Saved data entries -
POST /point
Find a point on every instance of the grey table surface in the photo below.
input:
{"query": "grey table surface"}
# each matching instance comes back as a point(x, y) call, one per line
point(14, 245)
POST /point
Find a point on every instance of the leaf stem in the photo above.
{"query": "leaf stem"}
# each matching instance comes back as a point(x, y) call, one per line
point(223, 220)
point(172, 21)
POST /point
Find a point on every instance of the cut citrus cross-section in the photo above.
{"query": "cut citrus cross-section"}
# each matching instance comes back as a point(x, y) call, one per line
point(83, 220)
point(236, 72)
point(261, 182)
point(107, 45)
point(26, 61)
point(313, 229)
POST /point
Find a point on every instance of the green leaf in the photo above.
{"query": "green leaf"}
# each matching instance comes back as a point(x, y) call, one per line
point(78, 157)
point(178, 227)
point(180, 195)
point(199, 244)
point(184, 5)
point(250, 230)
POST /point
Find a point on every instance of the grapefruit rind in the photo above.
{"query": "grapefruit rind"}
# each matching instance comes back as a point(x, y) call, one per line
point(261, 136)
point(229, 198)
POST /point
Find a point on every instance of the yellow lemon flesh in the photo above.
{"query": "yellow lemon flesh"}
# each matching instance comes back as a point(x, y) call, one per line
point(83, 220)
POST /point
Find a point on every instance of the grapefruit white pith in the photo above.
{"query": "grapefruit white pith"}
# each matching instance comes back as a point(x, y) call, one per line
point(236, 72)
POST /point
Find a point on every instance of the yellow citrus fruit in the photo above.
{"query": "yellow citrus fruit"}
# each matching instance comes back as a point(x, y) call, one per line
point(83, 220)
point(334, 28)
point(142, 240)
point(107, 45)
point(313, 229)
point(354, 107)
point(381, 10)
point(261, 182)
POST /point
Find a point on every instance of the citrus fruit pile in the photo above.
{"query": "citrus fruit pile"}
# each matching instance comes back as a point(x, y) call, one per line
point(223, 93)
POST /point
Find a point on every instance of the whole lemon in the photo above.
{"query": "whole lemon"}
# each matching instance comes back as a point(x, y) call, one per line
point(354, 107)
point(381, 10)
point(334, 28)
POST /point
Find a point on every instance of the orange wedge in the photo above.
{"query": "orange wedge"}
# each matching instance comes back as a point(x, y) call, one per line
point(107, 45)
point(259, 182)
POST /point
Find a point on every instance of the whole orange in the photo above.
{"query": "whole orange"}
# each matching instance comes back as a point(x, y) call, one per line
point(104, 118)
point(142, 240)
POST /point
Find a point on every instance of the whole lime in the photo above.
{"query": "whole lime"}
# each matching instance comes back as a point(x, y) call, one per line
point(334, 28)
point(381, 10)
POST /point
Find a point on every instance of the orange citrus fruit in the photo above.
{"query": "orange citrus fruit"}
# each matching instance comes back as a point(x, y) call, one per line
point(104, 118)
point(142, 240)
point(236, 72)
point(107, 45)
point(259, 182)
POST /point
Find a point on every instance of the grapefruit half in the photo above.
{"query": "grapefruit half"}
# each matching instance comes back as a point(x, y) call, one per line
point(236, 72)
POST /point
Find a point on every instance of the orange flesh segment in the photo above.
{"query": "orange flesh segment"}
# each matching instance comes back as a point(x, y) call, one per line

Stated goal - Rewrite the listing above with every "instance" replaced by "occurrence", leaving all else unchanged.

Exercise result -
POST /point
Find a point on every occurrence of the grey table surface in the photo below.
input:
{"query": "grey table surface"}
# each matching occurrence comes back as a point(x, y) call, one per line
point(14, 245)
POST /point
Find a point on every occurrence of the leaf stem in the photo above.
{"query": "leaf stem"}
# each matching occurrence comes back as a point(x, y) call, one per line
point(223, 220)
point(172, 21)
POST /point
Find a point on every occurrence of the cut citrus cross-section in the photo above.
{"query": "cut citrus cross-section"}
# each matching occurrence comes back as a point(x, y) call, one per line
point(83, 220)
point(236, 72)
point(261, 182)
point(107, 45)
point(26, 61)
point(313, 229)
POST /point
Find a point on every occurrence of the green leaf in the photo above.
{"query": "green leaf"}
# each matching occurrence comes back as a point(x, y) call, one per line
point(78, 157)
point(178, 227)
point(180, 195)
point(199, 244)
point(184, 5)
point(250, 230)
POST /point
Find a point on every occurrence of the grapefruit rind in the photo above.
{"query": "grapefruit rind"}
# each matching occurrence comes back as a point(x, y) call, one per line
point(261, 136)
point(229, 198)
POST /point
Find a point on every occurrence of the yellow lemon flesh in the photo above.
{"query": "yellow lemon flesh"}
# each matching occurrence comes back as a point(x, y) call, one per line
point(83, 220)
POST /point
Find a point on every occurrence of the grapefruit white pith in the photo above.
{"query": "grapefruit white pith"}
# each matching occurrence comes back as a point(x, y) call, one per line
point(236, 72)
POST /point
Find a point on every occurrence of the yellow citrus fruit in the photo above.
{"query": "yellow citrus fruit"}
# each matching occurrence comes back as a point(x, y) call, one per line
point(83, 220)
point(334, 28)
point(142, 240)
point(107, 45)
point(313, 229)
point(354, 107)
point(381, 10)
point(261, 182)
POST /point
Find a point on every occurrence of the citrus fruit pile in the photo above.
{"query": "citrus fruit pile"}
# each matching occurrence comes back as a point(x, y) call, one per line
point(223, 93)
POST /point
Find a point on every occurrence of the whole lemon in the photo above.
{"query": "whole lemon"}
# each matching occurrence comes back as a point(x, y) call, one per line
point(354, 107)
point(381, 10)
point(334, 28)
POST /point
Find a point on every occurrence of the orange wedge in the photo above.
{"query": "orange wedge"}
# each matching occurrence comes back as a point(x, y) call, one per line
point(107, 45)
point(259, 182)
POST /point
Find a point on every occurrence of the whole orange in the photo above.
{"query": "whole orange"}
# each matching occurrence comes back as a point(x, y) call, one per line
point(104, 118)
point(142, 240)
POST /point
Find a point on every occurrence of the whole lime in the photo above.
{"query": "whole lime"}
# each matching occurrence comes back as a point(x, y) call, one per line
point(334, 28)
point(381, 10)
POST /point
Find a point on every occurrence of the orange citrus fruit in the photo above.
{"query": "orange citrus fruit"}
# each matching occurrence comes back as a point(x, y) call, one per line
point(104, 118)
point(142, 240)
point(236, 72)
point(107, 45)
point(259, 182)
POST /point
Find a point on every occurrence of the grapefruit half in the photo above.
{"query": "grapefruit half"}
# each matching occurrence comes back as a point(x, y) call, one per line
point(236, 72)
POST /point
Find a point on every occurrence of the orange flesh segment in the photo above.
{"query": "orange flesh segment"}
# each matching occurrence comes back as a point(x, y) call, one per line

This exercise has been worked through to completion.